▼▼▼
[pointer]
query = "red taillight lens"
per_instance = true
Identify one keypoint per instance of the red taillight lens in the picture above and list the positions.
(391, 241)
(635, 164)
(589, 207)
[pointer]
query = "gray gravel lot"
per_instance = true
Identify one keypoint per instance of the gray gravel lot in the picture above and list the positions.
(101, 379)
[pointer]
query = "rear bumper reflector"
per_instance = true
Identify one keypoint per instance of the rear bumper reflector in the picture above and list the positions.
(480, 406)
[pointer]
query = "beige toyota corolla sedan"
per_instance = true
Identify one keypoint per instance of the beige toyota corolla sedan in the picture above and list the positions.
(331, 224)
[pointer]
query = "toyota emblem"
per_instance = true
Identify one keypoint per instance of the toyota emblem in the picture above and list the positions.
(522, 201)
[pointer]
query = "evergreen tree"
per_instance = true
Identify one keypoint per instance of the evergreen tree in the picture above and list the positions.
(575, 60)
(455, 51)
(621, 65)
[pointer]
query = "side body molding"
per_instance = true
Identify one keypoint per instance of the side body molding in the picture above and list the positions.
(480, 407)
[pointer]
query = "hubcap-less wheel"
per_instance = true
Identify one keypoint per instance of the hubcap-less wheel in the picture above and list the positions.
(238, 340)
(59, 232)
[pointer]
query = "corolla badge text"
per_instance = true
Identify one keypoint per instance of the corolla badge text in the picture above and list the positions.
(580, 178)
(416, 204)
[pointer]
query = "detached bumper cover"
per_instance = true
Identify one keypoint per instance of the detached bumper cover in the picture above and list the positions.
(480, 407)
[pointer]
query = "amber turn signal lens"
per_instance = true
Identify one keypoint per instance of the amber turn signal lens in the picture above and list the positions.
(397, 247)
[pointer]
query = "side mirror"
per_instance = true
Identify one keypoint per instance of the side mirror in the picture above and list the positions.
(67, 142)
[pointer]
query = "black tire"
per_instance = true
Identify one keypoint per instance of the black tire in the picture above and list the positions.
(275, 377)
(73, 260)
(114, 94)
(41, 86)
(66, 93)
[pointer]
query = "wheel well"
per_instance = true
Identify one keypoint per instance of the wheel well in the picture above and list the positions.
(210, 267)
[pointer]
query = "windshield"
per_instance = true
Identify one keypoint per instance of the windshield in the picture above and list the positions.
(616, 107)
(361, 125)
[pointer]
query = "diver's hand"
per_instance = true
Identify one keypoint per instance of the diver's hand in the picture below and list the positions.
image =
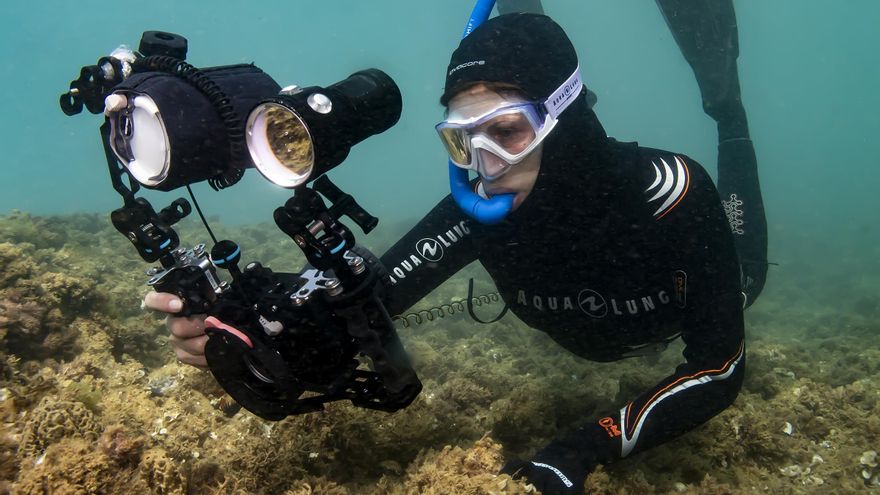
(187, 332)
▲▲▲
Objective →
Write the listing out a second time exactly, dropping all images.

Answer to this exercise →
[pointer]
query = "red taillight lens"
per_instance = true
Identify one keypoint per instance of the red taillight lens in the picture above and list the positions.
(391, 241)
(635, 164)
(589, 207)
[pointer]
query = "gray gravel lot"
per_instance = true
Identify one keypoint per instance of the gray gravel lot in the picture above and list the positions.
(101, 379)
[pointer]
query = "rear bumper reflector"
per_instance = true
Identify one keypoint per instance of the rear bumper reflector in the picture above and list the positions.
(480, 406)
[pointer]
query = "beige toyota corolla sedan"
per_instance = true
Identify one keypoint per instance of the beige toyota corolla sedan in the picture above and list the positions.
(331, 224)
[pointer]
query = "toyota emblem"
per_instance = true
Identify one keypoint per instance of the toyota emblem in the picture above and list the positions.
(522, 201)
[pointer]
query = "evergreen tree"
per_instance = true
Identify one keypoint per instance of the evergreen tree in the picture above and list the positions.
(575, 60)
(455, 51)
(621, 65)
[pointer]
query = "side body molding"
per_instance = true
Identify one keypoint per instance of the side body molding in the picture above and list the positions.
(480, 407)
[pointer]
query = "hubcap-less wheel"
per_instance = true
Identify one keypoint per instance of the hubcap-less wheel in the picture above and list the positions.
(238, 340)
(59, 232)
[pointer]
query = "corolla badge text"
per_instance = true
Identify one keypoint per instance of the corolla badge text in the picture above and list the positions.
(580, 178)
(416, 204)
[pointer]
query = "detached bumper cover"
per_instance = true
Identify one keypoint per instance of the detached bumper cover in the picture above and list the positions.
(480, 407)
[pointer]
query = "amber turn signal lens"
per_instance = true
Identify one keypoint per instance of the amber turn signal lens in the picture above and list the positions.
(397, 247)
[pointer]
query = "side mirror"
per_instance = true
Identify one keypoint per instance of the side mirror in the picture above and list the positions.
(67, 142)
[pointer]
query = "black tire"
per_instance = true
Identify one keypoint per instance of the black tire in the picture above and list the positions.
(275, 377)
(73, 260)
(114, 94)
(41, 86)
(66, 93)
[pointer]
query = "wheel well"
per_instance = true
Identify one keypoint per instance of the wheel well in the picture above and list the positions.
(210, 267)
[pointer]
query = "windshield"
per_instance = true
Identify one keypoint per instance of the windshield in the picture above and list the positions.
(616, 107)
(361, 125)
[pointer]
query = "diver's hand"
per_instance = true
Identify one keypoint per instance of the diver's hand in the picture below and list the positions.
image =
(187, 332)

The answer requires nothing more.